** begin Records provided **

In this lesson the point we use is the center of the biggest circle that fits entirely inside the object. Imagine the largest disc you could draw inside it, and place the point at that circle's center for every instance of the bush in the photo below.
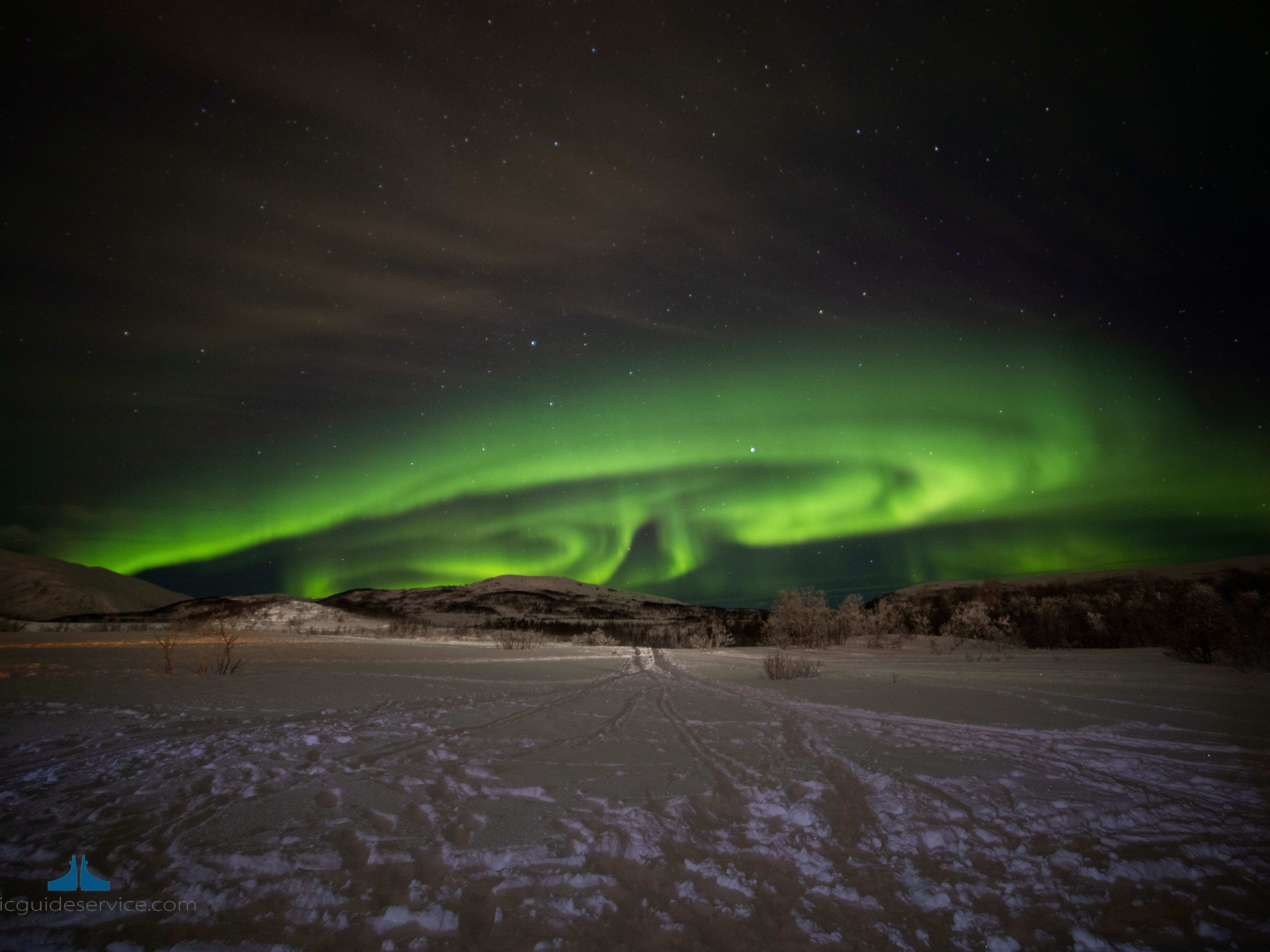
(973, 621)
(519, 640)
(712, 636)
(780, 666)
(593, 639)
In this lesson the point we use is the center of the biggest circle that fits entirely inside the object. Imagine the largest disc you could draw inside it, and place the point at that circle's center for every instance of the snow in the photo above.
(399, 795)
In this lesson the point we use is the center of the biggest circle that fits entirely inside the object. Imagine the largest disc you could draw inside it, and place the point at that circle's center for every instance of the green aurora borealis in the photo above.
(702, 300)
(640, 478)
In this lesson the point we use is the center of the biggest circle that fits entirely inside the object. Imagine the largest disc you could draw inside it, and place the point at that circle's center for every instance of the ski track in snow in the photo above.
(651, 805)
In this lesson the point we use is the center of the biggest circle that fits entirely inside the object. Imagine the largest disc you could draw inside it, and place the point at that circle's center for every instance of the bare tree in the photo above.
(167, 644)
(225, 661)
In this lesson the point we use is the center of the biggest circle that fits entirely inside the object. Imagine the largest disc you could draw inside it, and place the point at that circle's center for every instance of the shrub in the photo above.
(973, 621)
(780, 666)
(712, 636)
(167, 644)
(519, 640)
(402, 629)
(225, 663)
(593, 639)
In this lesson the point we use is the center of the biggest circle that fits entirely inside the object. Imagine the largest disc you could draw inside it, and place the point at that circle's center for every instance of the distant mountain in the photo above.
(512, 597)
(41, 588)
(512, 601)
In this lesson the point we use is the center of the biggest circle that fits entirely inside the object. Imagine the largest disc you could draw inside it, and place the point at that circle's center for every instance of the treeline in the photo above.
(1220, 619)
(718, 629)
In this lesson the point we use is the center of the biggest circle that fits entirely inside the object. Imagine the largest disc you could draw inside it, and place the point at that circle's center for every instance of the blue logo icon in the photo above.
(88, 883)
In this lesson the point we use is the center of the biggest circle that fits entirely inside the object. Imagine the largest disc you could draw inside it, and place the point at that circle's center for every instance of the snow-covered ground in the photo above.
(362, 794)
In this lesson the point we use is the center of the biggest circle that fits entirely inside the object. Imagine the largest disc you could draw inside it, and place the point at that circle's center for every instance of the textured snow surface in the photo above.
(360, 795)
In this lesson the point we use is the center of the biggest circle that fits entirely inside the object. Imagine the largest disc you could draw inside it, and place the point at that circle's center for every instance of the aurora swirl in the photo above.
(639, 478)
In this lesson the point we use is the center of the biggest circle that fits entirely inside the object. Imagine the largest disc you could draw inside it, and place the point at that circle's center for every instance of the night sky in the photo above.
(699, 300)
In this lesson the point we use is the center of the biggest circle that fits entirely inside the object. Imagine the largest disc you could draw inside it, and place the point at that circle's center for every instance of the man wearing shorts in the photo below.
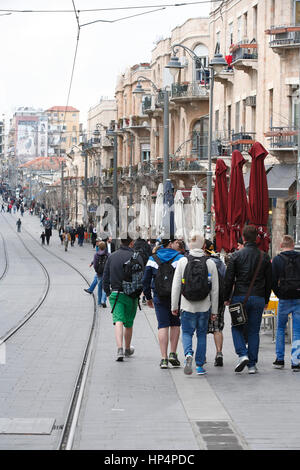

** end Records provided **

### Task
Gather every line of the data above that contains the word "treeline", and copy each such line out in full.

### Expected answer
In this lesson the point we use is the center of the biggest circle that fits entirely inside the object. Imagine the largest disc you could draw inside it, and place the point at that circle's center for every instance of the treeline in the photo above.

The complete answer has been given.